:: DOCUMENT SEGMENT ::
↓

Angelov, Plamen (2014) Outside the box : an alternative data analytics frame-work. Journal of Automation, Mobile Robotics and Intelligent Systems, 8 (2). pp. 29-35. ISSN 1897-8649
Full text not available from this repository.Abstract
In this paper, an alternative framework for data analytics is proposed which is based on the spatially-aware concepts of eccentricity and typicality which represent the density and proximity in the data space. This approach is statistical, but differs from the traditional probability theory which is frequentist in nature. It also differs from the belief and possibility-based approaches as well as from the deterministic first principles approaches, although it can be seen as deterministic in the sense that it provides exactly the same result for the same data. It also differs from the subjective expert-based approaches such as fuzzy sets. It can be used to detect anomalies, faults, form clusters, classes, predictive models, controllers. The main motivation for introducing the new typicality- and eccentricity-based data analytics (TEDA) is the fact that real processes which are of interest for data analytics, such as climate, economic and financial, electro-mechanical, biological, social and psychological etc., are often complex, uncertain and poorly known, but not purely random. Unlike, purely random processes, such as throwing dices, tossing coins, choosing coloured balls from bowls and other games, real life processes of interest do violate the main assumptions which the traditional probability theory requires. At the same time they are seldom deterministic (more precisely, have always uncertainty/noise component which is nondeterministic), creating expert and belief-based possibilistic models is cumbersome and subjective. Despite this, different groups of researchers and practitioners favour and do use one of the above approaches with probability theory being (perhaps) the most widely used one. The proposed new framework TEDA is a systematic methodology which does not require prior assumptions and can be used for development of a range of methods for anomalies and fault detection, image processing, clustering, classification, prediction, control, filtering, regression, etc. In this paper due to the space limitations, only few illustrative examples are provided aiming proof of concept.

↑

:: USING THE INFORMATION ::
**A)** Answer these questions about the abstract, one answer per line, marked (i), (ii), (iii) like the questions:
(i) In which volume, issue, and pages of the journal did the paper appear?
(ii) Which two concepts is the proposed framework based on?
(iii) Why does the paper give only a few illustrative examples?
**B)** Condense the paragraph of the abstract that opens with "In this paper, an alternative framework" into a short bulleted list that keeps its main facts.

:: THE DATA ::
↓

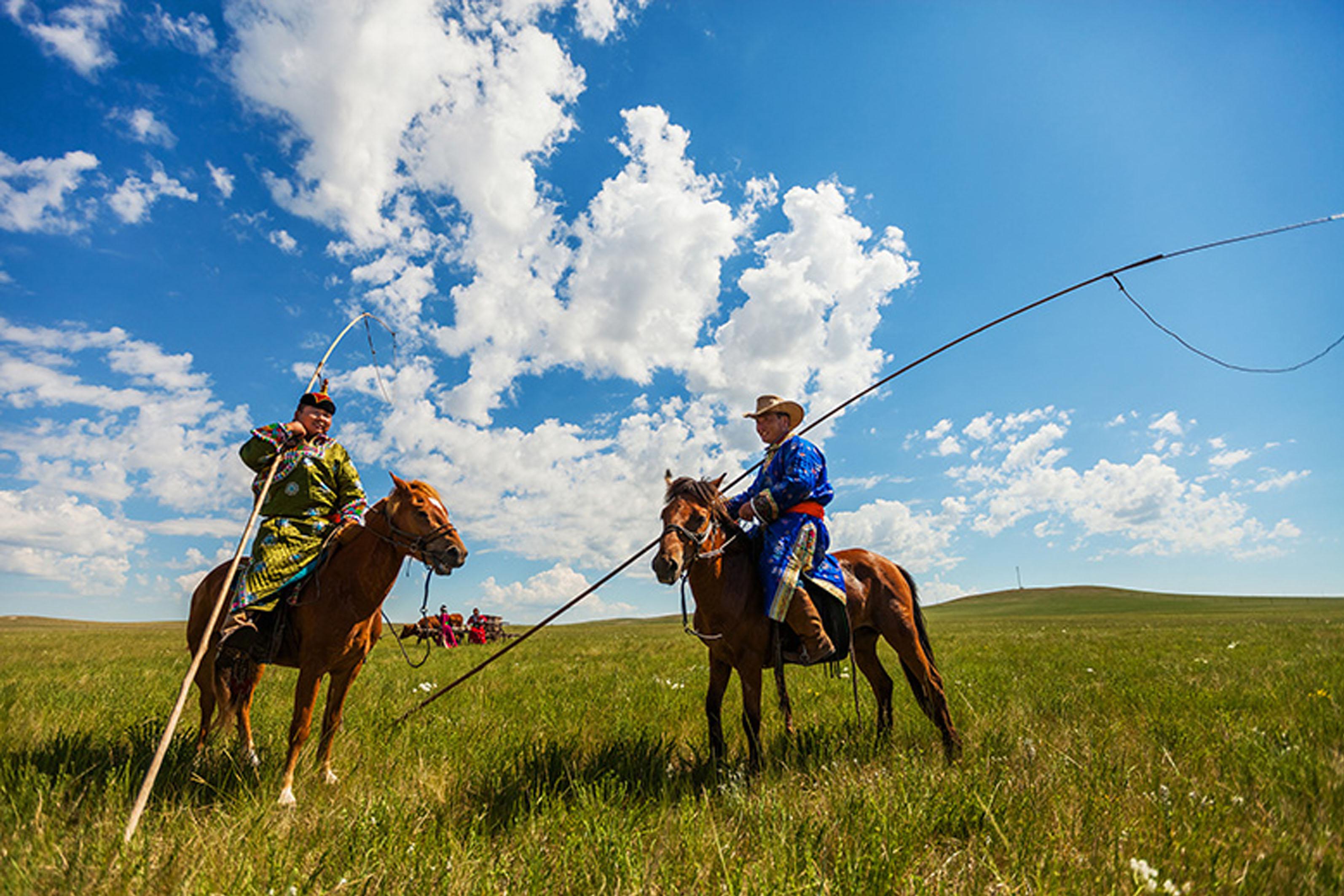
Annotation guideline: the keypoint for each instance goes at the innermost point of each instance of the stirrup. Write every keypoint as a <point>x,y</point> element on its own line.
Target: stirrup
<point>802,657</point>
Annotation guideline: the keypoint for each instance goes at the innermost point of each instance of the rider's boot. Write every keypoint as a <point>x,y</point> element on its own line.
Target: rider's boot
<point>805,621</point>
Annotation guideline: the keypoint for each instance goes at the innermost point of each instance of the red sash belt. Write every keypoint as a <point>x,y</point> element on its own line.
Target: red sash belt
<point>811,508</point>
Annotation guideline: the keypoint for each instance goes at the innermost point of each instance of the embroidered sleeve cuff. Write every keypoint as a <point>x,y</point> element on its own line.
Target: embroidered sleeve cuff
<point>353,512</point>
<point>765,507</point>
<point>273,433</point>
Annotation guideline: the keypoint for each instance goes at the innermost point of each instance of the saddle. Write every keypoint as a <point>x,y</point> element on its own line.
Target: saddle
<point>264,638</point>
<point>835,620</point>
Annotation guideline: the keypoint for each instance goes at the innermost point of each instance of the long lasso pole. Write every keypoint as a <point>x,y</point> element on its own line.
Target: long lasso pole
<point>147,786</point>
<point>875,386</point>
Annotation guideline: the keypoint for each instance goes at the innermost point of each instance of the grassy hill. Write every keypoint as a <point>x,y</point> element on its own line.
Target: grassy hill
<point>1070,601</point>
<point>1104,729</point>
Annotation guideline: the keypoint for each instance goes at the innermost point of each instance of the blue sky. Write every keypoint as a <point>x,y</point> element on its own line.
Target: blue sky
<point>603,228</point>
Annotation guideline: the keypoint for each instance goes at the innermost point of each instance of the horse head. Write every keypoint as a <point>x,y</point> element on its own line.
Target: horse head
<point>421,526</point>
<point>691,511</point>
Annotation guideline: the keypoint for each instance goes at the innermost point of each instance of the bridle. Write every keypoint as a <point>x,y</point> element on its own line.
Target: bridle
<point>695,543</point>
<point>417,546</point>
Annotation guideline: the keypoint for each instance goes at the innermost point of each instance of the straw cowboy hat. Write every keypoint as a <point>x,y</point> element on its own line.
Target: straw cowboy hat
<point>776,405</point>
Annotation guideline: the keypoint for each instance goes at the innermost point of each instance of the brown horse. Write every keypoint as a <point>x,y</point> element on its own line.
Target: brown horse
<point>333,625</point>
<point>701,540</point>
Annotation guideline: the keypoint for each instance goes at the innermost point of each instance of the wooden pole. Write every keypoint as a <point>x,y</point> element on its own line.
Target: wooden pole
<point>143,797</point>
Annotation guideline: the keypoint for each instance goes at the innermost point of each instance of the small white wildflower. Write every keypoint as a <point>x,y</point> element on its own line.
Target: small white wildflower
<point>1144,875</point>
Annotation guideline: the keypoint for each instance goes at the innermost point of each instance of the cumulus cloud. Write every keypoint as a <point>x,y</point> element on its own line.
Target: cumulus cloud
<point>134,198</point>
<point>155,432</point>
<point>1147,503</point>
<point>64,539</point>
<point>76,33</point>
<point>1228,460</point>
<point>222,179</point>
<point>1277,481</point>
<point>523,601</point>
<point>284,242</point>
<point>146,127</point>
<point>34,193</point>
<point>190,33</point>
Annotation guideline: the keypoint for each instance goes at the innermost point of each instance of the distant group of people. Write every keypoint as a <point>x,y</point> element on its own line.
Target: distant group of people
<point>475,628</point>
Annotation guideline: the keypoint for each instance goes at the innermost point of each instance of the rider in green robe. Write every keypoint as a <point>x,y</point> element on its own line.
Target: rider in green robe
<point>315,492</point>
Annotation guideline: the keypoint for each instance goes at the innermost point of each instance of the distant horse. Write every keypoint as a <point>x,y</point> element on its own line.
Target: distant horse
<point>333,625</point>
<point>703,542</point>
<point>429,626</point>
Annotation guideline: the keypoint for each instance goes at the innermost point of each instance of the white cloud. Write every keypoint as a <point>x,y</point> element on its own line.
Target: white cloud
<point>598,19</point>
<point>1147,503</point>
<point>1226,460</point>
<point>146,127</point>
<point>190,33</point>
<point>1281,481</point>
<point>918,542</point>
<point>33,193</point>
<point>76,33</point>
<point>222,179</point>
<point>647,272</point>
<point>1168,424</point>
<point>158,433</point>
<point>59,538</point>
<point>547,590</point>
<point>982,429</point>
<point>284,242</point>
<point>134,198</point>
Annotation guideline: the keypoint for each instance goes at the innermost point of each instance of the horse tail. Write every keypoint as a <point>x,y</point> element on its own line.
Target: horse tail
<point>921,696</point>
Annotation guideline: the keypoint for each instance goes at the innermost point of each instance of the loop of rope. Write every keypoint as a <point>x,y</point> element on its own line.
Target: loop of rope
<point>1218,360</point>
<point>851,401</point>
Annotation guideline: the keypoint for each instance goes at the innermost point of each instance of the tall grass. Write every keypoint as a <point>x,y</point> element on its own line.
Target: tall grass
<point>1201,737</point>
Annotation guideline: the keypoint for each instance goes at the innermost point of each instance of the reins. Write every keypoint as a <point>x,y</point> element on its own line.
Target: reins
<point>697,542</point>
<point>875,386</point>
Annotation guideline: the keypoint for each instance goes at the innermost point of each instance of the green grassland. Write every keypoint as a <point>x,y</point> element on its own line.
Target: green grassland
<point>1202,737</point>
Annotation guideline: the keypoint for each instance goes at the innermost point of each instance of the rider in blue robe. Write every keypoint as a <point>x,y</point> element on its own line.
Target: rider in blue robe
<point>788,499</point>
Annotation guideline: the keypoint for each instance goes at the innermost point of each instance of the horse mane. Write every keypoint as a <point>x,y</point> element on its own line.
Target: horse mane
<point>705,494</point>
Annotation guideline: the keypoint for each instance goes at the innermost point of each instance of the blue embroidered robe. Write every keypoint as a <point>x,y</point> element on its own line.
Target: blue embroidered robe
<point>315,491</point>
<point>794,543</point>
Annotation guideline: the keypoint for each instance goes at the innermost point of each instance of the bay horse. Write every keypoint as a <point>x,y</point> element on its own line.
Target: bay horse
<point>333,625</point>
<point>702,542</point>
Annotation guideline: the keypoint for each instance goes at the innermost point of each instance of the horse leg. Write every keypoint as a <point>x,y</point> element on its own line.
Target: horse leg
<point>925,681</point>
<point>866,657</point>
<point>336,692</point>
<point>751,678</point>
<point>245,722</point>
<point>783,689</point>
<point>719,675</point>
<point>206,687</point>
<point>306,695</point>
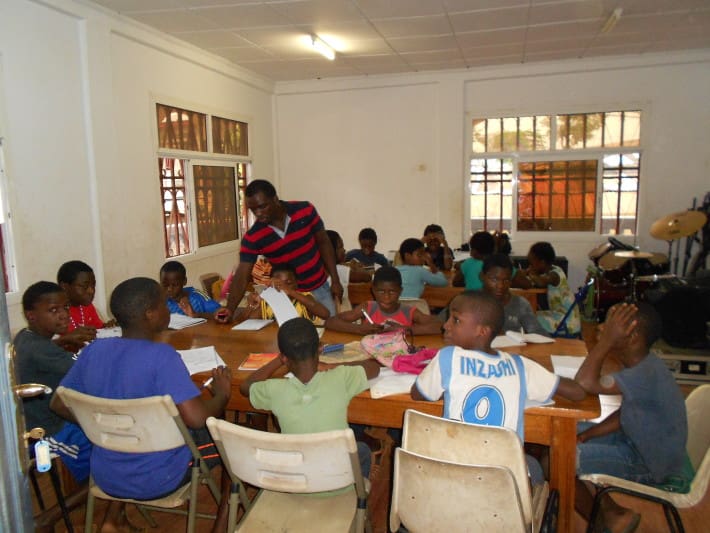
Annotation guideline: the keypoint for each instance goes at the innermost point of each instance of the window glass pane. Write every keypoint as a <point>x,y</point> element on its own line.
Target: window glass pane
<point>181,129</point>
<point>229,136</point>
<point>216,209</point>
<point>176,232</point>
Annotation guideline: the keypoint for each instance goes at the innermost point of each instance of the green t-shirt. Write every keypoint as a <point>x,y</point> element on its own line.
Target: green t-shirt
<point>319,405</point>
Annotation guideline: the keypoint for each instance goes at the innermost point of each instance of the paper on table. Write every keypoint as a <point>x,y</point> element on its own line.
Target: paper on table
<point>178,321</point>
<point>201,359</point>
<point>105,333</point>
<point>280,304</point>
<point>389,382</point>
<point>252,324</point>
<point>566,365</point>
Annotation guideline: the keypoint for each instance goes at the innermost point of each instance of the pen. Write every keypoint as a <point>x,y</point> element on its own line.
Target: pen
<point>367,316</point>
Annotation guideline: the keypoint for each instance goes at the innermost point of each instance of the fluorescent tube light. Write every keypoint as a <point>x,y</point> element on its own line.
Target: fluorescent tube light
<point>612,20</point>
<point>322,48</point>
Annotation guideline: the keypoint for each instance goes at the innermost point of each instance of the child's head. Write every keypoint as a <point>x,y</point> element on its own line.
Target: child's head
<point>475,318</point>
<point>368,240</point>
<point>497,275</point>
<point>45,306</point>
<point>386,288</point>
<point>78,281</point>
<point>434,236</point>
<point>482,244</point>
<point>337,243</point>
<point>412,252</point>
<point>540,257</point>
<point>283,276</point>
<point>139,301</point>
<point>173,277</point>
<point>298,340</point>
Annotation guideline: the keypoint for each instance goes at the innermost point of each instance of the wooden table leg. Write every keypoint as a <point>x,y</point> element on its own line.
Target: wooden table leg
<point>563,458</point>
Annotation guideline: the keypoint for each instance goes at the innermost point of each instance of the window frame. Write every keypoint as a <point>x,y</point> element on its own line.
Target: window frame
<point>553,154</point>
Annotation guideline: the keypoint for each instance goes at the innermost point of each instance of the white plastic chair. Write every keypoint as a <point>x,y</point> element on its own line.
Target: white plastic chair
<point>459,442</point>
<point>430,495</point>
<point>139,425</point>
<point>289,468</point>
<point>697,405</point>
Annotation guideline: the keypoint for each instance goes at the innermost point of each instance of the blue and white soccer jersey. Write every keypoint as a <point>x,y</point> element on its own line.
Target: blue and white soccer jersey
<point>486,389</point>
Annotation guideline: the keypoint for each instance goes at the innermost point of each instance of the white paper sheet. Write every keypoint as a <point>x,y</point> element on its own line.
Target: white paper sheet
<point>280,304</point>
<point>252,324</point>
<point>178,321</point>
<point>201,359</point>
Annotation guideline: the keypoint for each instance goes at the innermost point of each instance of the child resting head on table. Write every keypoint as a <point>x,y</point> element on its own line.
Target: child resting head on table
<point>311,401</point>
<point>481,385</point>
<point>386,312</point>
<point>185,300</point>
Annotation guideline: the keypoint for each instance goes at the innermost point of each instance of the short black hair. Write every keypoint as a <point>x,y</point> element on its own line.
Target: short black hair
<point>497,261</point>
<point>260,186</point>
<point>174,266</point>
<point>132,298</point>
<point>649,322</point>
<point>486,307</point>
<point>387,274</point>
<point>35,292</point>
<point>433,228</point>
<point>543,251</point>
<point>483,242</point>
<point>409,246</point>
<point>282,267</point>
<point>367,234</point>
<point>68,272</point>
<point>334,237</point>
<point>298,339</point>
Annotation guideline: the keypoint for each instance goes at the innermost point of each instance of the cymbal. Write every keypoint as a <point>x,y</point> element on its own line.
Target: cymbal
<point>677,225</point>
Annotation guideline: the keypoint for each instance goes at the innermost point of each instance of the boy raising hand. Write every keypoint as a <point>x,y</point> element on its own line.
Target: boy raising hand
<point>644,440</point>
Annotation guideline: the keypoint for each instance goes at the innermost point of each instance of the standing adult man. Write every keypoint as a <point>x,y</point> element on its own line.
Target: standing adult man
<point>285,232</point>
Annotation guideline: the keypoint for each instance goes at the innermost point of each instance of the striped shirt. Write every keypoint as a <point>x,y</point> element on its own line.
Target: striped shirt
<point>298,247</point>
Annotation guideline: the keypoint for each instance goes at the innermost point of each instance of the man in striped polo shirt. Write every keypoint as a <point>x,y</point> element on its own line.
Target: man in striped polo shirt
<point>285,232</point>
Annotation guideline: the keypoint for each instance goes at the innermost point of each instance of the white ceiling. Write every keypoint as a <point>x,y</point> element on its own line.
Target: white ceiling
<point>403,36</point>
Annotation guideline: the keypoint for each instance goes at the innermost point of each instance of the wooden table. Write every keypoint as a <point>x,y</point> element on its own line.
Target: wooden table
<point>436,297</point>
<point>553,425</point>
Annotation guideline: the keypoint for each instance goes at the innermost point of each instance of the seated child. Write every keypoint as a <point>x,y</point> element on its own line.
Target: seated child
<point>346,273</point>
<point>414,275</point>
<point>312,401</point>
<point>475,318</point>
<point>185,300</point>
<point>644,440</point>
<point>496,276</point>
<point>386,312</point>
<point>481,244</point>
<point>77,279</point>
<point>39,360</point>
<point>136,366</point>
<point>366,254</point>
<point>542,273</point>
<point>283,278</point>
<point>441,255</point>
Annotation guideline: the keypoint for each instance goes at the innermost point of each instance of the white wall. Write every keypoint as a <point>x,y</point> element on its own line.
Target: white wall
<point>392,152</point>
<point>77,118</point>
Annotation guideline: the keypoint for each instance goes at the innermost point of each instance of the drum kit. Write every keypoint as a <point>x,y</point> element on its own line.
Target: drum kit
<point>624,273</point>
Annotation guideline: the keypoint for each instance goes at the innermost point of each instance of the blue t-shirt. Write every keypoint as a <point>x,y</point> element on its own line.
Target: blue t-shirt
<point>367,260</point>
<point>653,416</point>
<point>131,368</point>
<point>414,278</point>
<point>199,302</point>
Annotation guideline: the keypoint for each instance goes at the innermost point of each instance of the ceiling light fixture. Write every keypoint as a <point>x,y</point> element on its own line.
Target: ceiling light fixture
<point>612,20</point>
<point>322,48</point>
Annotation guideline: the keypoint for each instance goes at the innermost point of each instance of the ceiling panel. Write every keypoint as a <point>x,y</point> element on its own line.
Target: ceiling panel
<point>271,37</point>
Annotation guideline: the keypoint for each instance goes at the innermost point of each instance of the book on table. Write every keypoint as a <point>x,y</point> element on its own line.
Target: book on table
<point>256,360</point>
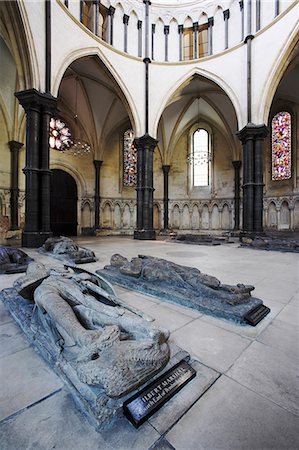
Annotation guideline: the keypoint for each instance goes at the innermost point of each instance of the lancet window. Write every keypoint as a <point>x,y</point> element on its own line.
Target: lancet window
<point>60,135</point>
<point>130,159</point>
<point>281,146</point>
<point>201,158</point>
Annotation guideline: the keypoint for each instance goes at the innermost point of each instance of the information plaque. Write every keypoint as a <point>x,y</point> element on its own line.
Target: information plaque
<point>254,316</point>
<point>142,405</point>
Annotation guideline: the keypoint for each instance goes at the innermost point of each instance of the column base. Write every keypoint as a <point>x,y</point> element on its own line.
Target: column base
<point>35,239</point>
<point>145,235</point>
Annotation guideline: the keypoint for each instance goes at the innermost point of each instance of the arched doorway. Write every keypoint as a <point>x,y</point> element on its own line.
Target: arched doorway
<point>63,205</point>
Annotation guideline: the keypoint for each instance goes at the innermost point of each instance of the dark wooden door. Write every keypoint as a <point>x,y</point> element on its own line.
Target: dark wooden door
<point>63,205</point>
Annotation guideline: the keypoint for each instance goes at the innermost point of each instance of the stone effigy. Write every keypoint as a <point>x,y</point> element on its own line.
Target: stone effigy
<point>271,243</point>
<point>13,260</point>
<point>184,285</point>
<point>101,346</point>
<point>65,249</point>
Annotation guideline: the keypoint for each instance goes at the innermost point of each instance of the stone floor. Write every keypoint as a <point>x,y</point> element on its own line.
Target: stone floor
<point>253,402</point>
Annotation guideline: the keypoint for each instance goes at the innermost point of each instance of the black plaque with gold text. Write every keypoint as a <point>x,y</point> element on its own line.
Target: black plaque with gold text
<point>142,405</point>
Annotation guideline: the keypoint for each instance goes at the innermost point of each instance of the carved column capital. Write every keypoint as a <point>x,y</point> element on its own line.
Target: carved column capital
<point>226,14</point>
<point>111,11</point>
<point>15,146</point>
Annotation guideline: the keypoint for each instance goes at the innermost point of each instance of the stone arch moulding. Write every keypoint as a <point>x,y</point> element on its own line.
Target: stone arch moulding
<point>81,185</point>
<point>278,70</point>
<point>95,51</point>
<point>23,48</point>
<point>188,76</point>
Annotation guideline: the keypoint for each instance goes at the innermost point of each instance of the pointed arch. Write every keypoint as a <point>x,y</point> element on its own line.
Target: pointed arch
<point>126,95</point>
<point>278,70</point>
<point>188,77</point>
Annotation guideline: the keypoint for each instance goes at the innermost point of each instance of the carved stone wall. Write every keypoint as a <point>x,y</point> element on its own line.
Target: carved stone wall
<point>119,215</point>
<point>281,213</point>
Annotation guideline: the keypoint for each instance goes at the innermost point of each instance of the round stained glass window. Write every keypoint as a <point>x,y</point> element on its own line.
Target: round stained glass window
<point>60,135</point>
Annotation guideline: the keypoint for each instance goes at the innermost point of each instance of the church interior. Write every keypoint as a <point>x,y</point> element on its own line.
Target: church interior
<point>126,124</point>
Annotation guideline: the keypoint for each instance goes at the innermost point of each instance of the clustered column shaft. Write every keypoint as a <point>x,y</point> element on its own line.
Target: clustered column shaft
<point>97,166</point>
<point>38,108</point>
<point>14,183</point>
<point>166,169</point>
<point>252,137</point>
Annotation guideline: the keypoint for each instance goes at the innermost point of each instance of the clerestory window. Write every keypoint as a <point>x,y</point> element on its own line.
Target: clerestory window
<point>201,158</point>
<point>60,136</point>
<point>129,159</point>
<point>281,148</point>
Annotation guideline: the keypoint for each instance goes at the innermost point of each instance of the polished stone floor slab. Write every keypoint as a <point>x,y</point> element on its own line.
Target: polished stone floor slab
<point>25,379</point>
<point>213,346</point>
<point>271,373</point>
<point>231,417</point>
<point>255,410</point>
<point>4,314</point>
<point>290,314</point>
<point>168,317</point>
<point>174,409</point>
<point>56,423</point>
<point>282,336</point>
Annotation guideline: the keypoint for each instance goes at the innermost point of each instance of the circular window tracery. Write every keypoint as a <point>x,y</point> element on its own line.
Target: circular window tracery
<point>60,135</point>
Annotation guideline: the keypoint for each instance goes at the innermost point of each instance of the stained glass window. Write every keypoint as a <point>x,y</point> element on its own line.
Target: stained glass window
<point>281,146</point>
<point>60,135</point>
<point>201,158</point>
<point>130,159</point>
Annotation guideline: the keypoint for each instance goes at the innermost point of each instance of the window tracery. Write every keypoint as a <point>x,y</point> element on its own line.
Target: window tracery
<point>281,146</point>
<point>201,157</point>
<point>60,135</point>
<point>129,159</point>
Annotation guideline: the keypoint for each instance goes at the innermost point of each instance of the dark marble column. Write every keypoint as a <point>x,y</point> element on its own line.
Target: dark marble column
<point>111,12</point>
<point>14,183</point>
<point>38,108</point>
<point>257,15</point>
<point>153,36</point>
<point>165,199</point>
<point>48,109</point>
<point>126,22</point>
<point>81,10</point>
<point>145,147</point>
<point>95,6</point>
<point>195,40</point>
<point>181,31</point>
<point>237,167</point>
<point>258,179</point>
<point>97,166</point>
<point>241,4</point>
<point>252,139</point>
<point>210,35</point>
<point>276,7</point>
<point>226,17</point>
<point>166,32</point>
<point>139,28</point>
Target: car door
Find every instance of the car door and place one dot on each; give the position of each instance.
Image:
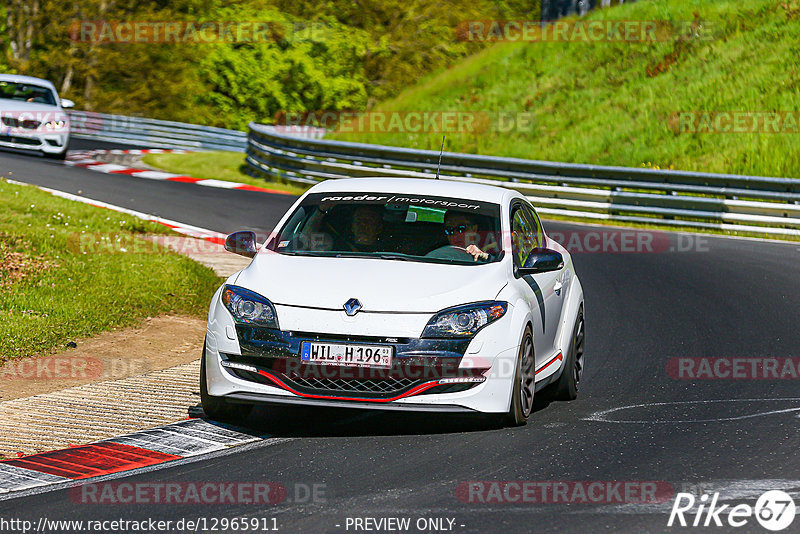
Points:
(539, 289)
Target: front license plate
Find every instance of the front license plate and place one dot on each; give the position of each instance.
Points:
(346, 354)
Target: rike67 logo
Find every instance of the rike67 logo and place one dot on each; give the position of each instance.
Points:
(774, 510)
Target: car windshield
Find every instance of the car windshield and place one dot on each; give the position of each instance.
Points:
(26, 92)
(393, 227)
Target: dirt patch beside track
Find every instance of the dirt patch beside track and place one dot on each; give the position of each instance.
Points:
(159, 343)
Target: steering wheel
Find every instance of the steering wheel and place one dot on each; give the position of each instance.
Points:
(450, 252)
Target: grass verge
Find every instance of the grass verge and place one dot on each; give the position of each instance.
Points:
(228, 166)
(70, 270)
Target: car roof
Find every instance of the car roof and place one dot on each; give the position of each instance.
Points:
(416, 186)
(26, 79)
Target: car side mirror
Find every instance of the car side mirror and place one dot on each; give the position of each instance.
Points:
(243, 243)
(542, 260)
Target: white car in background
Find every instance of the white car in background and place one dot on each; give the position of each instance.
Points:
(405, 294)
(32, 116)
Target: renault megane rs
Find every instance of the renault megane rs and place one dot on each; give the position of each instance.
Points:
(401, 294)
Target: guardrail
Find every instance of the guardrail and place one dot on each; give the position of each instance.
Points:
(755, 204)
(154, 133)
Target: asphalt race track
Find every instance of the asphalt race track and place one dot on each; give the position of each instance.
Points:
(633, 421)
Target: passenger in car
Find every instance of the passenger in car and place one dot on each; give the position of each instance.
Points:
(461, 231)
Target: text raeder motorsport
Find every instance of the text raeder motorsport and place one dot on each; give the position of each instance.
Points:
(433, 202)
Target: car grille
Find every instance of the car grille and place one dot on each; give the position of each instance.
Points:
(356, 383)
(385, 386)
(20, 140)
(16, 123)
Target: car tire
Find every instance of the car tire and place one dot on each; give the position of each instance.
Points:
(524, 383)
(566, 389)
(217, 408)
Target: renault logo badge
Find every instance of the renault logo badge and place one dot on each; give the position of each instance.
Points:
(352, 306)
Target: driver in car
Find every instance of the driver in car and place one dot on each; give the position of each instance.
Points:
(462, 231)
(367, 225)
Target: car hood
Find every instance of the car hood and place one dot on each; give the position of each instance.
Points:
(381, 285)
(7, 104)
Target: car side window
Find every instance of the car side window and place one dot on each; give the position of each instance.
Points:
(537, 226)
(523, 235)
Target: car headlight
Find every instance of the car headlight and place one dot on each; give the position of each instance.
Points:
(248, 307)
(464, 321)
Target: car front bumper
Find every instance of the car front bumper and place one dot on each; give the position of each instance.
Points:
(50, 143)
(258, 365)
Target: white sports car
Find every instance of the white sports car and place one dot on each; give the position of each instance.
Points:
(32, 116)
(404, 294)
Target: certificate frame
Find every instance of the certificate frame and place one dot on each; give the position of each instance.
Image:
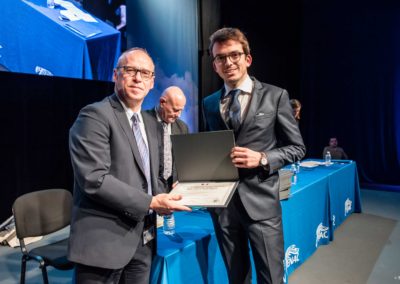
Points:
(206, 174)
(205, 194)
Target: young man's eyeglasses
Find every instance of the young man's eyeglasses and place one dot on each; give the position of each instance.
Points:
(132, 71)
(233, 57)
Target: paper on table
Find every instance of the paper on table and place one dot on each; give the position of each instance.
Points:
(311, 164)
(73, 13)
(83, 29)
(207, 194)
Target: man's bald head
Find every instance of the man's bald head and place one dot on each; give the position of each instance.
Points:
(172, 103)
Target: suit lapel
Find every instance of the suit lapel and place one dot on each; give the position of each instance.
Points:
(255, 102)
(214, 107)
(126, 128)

↑

:: SOLVED TASKS ::
**A)**
(i) Volume 8, issue 2, pages 29-35.
(ii) Eccentricity and typicality.
(iii) Because of space limitations.

**B)**
- The paper proposes TEDA, a data analytics framework based on eccentricity and typicality, which represent density and proximity in the data space.
- TEDA is statistical but differs from frequentist probability theory, from belief- and possibility-based approaches, from deterministic first-principles approaches, and from subjective expert-based approaches such as fuzzy sets. It is deterministic only in that the same data always give the same result.
- The motivation is that real processes, such as climate, economic, biological and social ones, are complex, uncertain and poorly known but not purely random. They violate the assumptions of traditional probability theory, are seldom deterministic, and are cumbersome to model with expert or belief-based methods.
- TEDA needs no prior assumptions. It can support methods for anomaly and fault detection, image processing, clustering, classification, prediction, control, filtering and regression.
- Because of space limitations, the paper gives only a few illustrative examples as proof of concept.